Records for processing:
%%
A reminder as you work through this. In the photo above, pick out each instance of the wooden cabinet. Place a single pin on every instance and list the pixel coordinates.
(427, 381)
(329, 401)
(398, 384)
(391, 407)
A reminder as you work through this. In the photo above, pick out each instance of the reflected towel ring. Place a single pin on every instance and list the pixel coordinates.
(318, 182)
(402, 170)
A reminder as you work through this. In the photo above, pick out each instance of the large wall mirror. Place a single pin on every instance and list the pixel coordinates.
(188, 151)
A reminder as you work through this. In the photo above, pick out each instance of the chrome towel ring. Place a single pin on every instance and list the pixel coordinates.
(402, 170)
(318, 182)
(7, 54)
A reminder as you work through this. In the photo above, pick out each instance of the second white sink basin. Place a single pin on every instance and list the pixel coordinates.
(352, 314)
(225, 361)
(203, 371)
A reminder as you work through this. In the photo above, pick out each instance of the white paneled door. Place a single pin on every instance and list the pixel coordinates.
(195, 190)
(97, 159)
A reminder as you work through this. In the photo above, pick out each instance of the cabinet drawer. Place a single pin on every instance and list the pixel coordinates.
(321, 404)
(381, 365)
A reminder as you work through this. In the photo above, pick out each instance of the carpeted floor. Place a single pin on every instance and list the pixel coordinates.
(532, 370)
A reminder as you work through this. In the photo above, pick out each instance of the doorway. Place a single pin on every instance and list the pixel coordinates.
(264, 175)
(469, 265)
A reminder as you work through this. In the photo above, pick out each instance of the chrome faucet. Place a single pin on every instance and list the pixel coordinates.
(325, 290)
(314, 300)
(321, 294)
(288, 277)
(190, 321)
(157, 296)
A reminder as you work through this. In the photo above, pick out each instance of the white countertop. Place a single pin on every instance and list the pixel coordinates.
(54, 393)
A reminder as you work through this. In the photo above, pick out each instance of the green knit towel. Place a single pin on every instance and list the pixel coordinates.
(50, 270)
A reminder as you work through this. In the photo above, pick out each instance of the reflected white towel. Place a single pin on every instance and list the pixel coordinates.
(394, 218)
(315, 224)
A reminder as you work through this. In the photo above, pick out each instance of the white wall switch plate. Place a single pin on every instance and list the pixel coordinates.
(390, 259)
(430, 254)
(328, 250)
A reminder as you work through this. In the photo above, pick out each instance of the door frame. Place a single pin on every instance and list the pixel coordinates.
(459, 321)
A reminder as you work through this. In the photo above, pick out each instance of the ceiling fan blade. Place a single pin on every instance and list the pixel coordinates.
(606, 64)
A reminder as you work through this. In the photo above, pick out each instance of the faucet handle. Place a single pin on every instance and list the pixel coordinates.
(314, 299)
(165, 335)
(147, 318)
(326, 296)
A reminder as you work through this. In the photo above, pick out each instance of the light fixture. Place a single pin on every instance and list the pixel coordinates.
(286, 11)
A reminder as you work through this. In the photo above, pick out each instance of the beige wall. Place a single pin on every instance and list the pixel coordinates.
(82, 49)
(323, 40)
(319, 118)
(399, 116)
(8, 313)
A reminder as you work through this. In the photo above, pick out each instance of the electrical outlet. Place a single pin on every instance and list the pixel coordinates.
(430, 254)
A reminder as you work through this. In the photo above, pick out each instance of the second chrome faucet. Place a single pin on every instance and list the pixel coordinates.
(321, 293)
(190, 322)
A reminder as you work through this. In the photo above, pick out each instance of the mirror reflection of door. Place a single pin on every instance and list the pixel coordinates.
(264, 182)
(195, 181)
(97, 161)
%%
What is asked: Lines from the one containing "the reflected white" through the final line are to be given again verbatim, with nothing before or after.

The solution:
A reminder as you work through this. In the photo above, pick out each instance of the reflected white towel. Place a single pin on every instance and list the pixel coordinates.
(394, 218)
(315, 224)
A reminder as you work through this. In the photo above, pick out each instance of the white wall switch plate. Place a single pin on every instance and list the pixel coordinates.
(390, 259)
(430, 254)
(328, 250)
A reminder as you work through this. In the photo above, pick out each instance of the door frame. Place a single pin on every instance and list the pixel coordinates.
(459, 321)
A reminder as you work through this. In the photo above, pick out each instance of the ceiling fan blade. Place a single pin on every instance and list the pixel coordinates.
(606, 64)
A reminder as you work through this. In the photo above, pick out each instance of the faucet handle. Place a single pin on every instance and list the pixel coordinates.
(314, 299)
(165, 335)
(147, 318)
(326, 296)
A reminder as you work through this. In the photo above, pick out each instance of the light fixture. Place a single pin on every instance and list the pixel coordinates.
(286, 11)
A reminder as you work through this. In the photo above, pick out each instance of the beige wall. Place a single pin on every instance and list the pixel coordinates.
(82, 49)
(323, 40)
(319, 118)
(399, 116)
(8, 313)
A reminder as you work through this. In the photo above, pick out each instance of the electrical outlet. Place a single pin on every instance and list the pixel coordinates.
(430, 254)
A reminder as you work through this. In the photo above, pick out each instance of the second chrome faucet. Place a single pin on every instance and list the pixel coordinates.
(321, 293)
(190, 322)
A reminder as you work through this. In the photo above, pick out each instance of the mirror reflection of door. Place a single pin on every instance and list the pixel coordinates.
(264, 182)
(195, 181)
(97, 161)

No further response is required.